● Job 1
Give the entries again from their start through the line that contains "[(443, 129), (627, 139), (551, 138), (471, 142), (292, 84)]", with "crop scouting" replaced by "field scouting" and everything else left unchanged.

● Quoted text
- - - -
CORNERING YOUR CHARACTERS
Have you ever read one of those books where all along you’re wondering why didn’t the main character just . . . call the police, tell a parent (take whatever action, any reasonable person would) and then he/she would not be in this predicament? I can tell you that one of John Grisham’s books annoyed me greatly that way. (I won’t tell you which title, in case it is one you like.) I simply could not suspend my disbelief . . . I kept wondering why doesn’t the kid just tell everybody and then the bad guys wouldn’t have been solely after him to shut him up.
When an author doesn’t take care of these kinds of loose ends he/she risks losing a reader. A character—especially a main character—must consider and act as any rational person would unless there is a compelling reason not to do the sensible thing.
If you really want to put pressure on your protagonist, and pump up the action, you need to corner your “prey”—your main character (MC). After all, part of creating plot is putting the hurt on your characters. The way to do this is that with every major cause and effect link in your plot, you need to be sure to securely close any escape routes. As you do this, you are narrowing the choices of your MC until your MC must make the hard decision you’ve wanted him/her to make all along. Then you’ll have your reader glued to the page.
Let me give you examples from two of my own works. In my teen novel, SPITTING IMAGE, (Clarion), a young girl wants to find out who her father is, and her mother won’t talk about him. As it turns out, her mother had been raped. Now, no mother who truly loves her child is going to willingly tell the truth about that. So I had to take away the mother’s options and corner her in such a way that she had no choice but to tell her daughter the truth. If she hadn’t, the one person in town who knew the truth would have spilled the beans in a most unkind way. Doing this made for a much stronger, and well-reviewed book, that made a number of prestigious lists.
In my younger fantasy novel, THOMAS AND THE DRAGON QUEEN (Knopf), the whole plot is a simple one of elimination. Thomas starts out on his quest with three things to help him (the traditional armor, sword, and steed). Along the way he gives away, loses, or has stolen from him all the items—even most of his clothes. All of his options as he prepares to do battle with the dragon queen have been slowly stripped away. When he does meet her, he is barefoot and clad in a pair of ragged trousers. There is only one thing he can do—it’s a dangerous gamble, and it is precisely what I wanted him to do. He does it, because it is his only remaining choice.
In each novel I write, and in many of my picture books, I have to determine what the “easy outs” are along the way. Then I write scenes that eliminate each alternative “logical” action. Only then am I able to bring both my MC and my reader to the point where I want them. By using this thinking, I am able to more easily determine what my scenes should be. If a scene does not contribute to the eliminating of alternatives in the furtherance of the plot, then it has to be there for another very good reason (such as character development), or it gets cut.
What I recommend is to stop periodically and ask what are the possible options for my character(s) at this precise point in the story? (You should do this at least four to six times. More is better.) List the options from the most to the least likely; including the step you want your MC, or other major character, to take. And then make sure you have written scenes that block any other reasonable choice from being made. After all, this process of constantly evaluating our situation and making decisions by eliminating choices is something we humans do naturally. You need to do it on behalf of your characters. (See tomorrow’s Quick Write for an exercise to practice this technique of stopping and blocking.)
- - - -
● Exercise material
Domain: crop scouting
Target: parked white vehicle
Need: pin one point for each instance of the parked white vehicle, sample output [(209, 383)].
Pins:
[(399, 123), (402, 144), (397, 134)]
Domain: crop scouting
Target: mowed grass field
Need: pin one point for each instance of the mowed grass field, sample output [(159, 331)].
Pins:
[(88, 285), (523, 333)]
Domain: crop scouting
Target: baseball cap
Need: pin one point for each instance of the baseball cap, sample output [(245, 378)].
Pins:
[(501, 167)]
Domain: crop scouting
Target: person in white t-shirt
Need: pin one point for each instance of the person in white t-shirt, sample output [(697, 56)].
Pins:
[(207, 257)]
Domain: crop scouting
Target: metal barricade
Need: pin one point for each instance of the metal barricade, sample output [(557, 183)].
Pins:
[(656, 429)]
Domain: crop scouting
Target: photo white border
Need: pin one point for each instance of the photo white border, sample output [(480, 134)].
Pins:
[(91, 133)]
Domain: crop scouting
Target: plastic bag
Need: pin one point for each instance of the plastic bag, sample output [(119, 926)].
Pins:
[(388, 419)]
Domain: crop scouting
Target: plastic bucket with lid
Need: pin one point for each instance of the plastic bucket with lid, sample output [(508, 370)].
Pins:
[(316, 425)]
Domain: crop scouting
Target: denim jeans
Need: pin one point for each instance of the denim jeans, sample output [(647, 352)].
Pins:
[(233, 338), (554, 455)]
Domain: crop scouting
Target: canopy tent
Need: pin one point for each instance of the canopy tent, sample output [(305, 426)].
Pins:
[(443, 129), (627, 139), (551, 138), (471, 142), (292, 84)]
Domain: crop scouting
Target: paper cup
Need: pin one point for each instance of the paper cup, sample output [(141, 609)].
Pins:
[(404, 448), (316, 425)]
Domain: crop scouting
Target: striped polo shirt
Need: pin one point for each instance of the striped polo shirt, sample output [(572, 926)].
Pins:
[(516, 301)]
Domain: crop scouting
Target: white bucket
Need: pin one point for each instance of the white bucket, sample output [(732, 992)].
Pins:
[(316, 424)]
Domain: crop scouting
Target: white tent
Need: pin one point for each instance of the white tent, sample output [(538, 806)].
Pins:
- - - -
● Job 2
In the piece on cornering characters, rewrite the paragraph beginning "In my younger fantasy novel" more briefly, keeping its main facts.

● Result 1
Domain: field scouting
Target: parked white vehicle
Need: pin one point for each instance of the parked white vehicle, sample output [(209, 383)].
Pins:
[(399, 123), (402, 144), (397, 134)]
Domain: field scouting
Target: mowed grass field
Need: pin one point for each instance of the mowed grass field, sample output [(159, 331)].
Pins:
[(88, 285), (523, 333)]
Domain: field scouting
Target: baseball cap
Need: pin one point for each instance of the baseball cap, sample output [(245, 378)].
Pins:
[(501, 167)]
Domain: field scouting
Target: person in white t-shirt
Need: pin one point for each instance of the person in white t-shirt, sample output [(697, 56)].
Pins:
[(207, 257)]
Domain: field scouting
Target: metal barricade
Need: pin one point for each instance of the metal barricade, sample output [(557, 183)].
Pins:
[(656, 429)]
Domain: field scouting
Target: photo white border
Need: pin one point for each instance of the photo white border, sample output [(480, 134)].
Pins:
[(91, 133)]
Domain: field scouting
Target: plastic bag
Need: pin one point for each instance of the plastic bag, sample output [(119, 926)].
Pins:
[(388, 419)]
Domain: field scouting
Target: plastic bucket with lid
Need: pin one point for each instance of the plastic bucket with lid, sample output [(508, 370)].
Pins:
[(316, 425)]
Domain: field scouting
Target: denim jeans
Need: pin one point for each instance of the denim jeans, sample output [(647, 352)].
Pins:
[(233, 338), (554, 455)]
Domain: field scouting
Target: canopy tent
Need: pin one point for each instance of the canopy tent, sample output [(305, 426)].
Pins:
[(443, 129), (627, 139), (551, 138), (471, 142), (292, 84)]

● Result 2
The plot of the younger fantasy novel THOMAS AND THE DRAGON QUEEN (Knopf) works by elimination. Thomas sets out with armor, sword, and steed, but along the way he gives away, loses, or has stolen every item, even most of his clothes. When he finally faces the dragon queen, he is barefoot and wearing ragged trousers. Only one option remains, a dangerous gamble, and it is exactly what the author intended him to do.